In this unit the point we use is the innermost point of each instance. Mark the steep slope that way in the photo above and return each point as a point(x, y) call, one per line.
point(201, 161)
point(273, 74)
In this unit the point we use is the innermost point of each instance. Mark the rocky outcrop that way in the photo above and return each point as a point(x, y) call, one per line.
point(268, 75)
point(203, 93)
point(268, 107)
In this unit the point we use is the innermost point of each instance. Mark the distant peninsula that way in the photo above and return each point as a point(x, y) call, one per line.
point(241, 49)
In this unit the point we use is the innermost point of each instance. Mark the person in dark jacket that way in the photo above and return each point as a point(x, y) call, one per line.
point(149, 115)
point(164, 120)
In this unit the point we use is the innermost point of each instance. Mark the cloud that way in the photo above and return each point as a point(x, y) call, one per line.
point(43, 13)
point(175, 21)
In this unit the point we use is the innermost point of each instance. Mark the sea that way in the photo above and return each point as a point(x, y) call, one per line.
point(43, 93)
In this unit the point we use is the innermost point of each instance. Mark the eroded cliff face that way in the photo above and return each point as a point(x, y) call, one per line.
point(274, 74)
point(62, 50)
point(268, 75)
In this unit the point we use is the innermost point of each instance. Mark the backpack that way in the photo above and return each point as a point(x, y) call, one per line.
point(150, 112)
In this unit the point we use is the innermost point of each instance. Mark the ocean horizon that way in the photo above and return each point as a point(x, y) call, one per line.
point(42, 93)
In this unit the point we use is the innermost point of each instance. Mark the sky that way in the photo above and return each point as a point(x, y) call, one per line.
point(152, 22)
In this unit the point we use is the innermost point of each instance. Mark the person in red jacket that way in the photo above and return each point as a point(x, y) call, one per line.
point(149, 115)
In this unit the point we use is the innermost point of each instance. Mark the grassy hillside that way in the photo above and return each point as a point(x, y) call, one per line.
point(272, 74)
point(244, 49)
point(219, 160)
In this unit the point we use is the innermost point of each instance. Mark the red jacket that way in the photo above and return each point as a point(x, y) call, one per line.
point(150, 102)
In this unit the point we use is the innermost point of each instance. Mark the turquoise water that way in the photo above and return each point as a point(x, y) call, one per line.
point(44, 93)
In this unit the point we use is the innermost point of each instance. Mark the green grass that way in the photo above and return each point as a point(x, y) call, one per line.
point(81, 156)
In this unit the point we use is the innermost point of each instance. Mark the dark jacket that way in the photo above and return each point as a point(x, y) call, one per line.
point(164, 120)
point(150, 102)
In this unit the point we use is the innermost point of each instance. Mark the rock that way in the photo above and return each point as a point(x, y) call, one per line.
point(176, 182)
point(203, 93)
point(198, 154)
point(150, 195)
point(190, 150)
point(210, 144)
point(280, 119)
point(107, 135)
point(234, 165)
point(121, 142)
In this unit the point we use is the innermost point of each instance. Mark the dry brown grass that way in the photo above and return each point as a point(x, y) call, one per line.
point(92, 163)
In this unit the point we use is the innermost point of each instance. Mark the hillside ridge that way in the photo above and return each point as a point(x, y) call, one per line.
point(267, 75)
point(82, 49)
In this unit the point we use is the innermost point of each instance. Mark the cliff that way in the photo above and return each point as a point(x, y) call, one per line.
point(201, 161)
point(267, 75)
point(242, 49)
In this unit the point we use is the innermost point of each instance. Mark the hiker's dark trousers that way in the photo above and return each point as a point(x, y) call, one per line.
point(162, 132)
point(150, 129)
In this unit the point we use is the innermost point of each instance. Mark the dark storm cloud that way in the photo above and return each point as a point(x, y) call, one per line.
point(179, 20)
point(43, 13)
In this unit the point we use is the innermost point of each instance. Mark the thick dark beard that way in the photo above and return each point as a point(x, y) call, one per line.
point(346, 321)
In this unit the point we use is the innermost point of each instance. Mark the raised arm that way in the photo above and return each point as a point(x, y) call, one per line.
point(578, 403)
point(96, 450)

DIRECTIONS FOR THIS TASK
Reproduce all of the data above, swapping every "innermost" for "central" and leaving everything else unchanged.

OUTPUT FOR THIS TASK
In this unit the point we use is the central point of each instance. Mark the steep slope that way in the photo above and return each point as a point(x, y) call, one per line.
point(201, 161)
point(273, 74)
In this unit the point we use is the central point of each instance. Mark the rocky outcrop that way in the photo above and return each point as a point(x, y) call, one per line.
point(268, 75)
point(203, 93)
point(268, 107)
In this unit the point we use is the central point of each instance. Mark the distant peninsula that way in the photo above and return each point as a point(x, y) call, one per line.
point(241, 49)
In this unit the point we use is the central point of each instance. Mark the person in dark jacket that way in the photo above and return each point as a point(x, y) call, one per line.
point(149, 115)
point(164, 120)
In this unit the point we use is the central point of each instance. Mark the cloud that way in the photo above and return each point as a point(x, y) call, one per line.
point(43, 13)
point(175, 21)
In this unit the point we use is the central point of each instance. Mark the sea that way in the photo above and return each point as a point(x, y) call, one per line.
point(43, 93)
In this unit the point we use is the central point of each instance. Mark the eroded cliff face that way in the photo above and return each point as a point(x, y) call, one per line.
point(274, 74)
point(62, 50)
point(268, 75)
In this unit the point we use is the central point of each instance. Mark the backpack that way in the photo above and return each point as a point(x, y) call, one per line.
point(150, 112)
In this unit the point we use is the central point of each instance. Mark the ocean horizon that way in the photo above and return each point as a point(x, y) call, one per line.
point(42, 93)
In this unit the point we use is the central point of each instance. Mark the sky that way in the photo above and return each point as a point(x, y) call, one per line.
point(152, 22)
In this unit the point we use is the central point of each instance. Mark the person in red jacket that way in the photo above and return each point as a point(x, y) call, one per line.
point(149, 115)
In this unit the point we use is the central point of each instance. Mark the grassy hillside that way in the photo above and return each point as a point(x, y) call, one per line.
point(272, 74)
point(244, 49)
point(219, 160)
In this unit the point we use is the central point of each instance. Mark the red jacket that way in the photo above and return each point as a point(x, y) call, one per line.
point(150, 102)
In this unit the point we use is the central point of each instance. Mark the turquoise water that way in the photo above and return each point as a point(x, y) call, one per line.
point(44, 93)
In this unit the point we use is the central point of each instance. Mark the green grass that way in the photo above and return each point as a point(x, y) call, one per line.
point(81, 156)
In this unit the point we use is the central point of each instance. Mark the dark jacket that way in the photo above and return each point as a point(x, y) call, one per line.
point(164, 120)
point(150, 102)
In this unit the point we use is the central point of each instance. Mark the rock that way in the photo above and return each point as a point(x, y) call, one per line.
point(176, 182)
point(203, 93)
point(198, 154)
point(150, 195)
point(190, 150)
point(210, 144)
point(280, 119)
point(107, 135)
point(234, 165)
point(121, 142)
In this unit the point we use is the central point of each instance. Mark the dry brown grass that way in the photo above and return each point as a point(x, y) call, one per line.
point(92, 163)
In this unit the point we use is the central point of each instance. Mark the hillside ridge that way in the photo above and return each point as a point(x, y) call, one per line.
point(267, 75)
point(82, 49)
In this unit the point we use is the central point of each instance. Mark the cliff that way in the photo above and return each point as a point(x, y) call, one per line.
point(201, 161)
point(267, 75)
point(242, 49)
In this unit the point we use is the central point of each instance. Mark the hiker's dark trousers that way in the photo above and return each point as a point(x, y) call, one per line.
point(162, 132)
point(150, 129)
In this unit the point we use is the central point of each instance. Mark the dark storm cloud that way in the photo above and return each point as a point(x, y) call, one per line.
point(179, 20)
point(43, 13)
In this unit the point we use is the central point of each instance. Mark the thick dark beard that way in the photo above and return each point as a point(x, y) call, one per line.
point(346, 321)
In this unit the point we use is the central point of each instance. Mark the raised arm that way in the photo above and return each point as a point(x, y) call, one per line.
point(578, 403)
point(96, 450)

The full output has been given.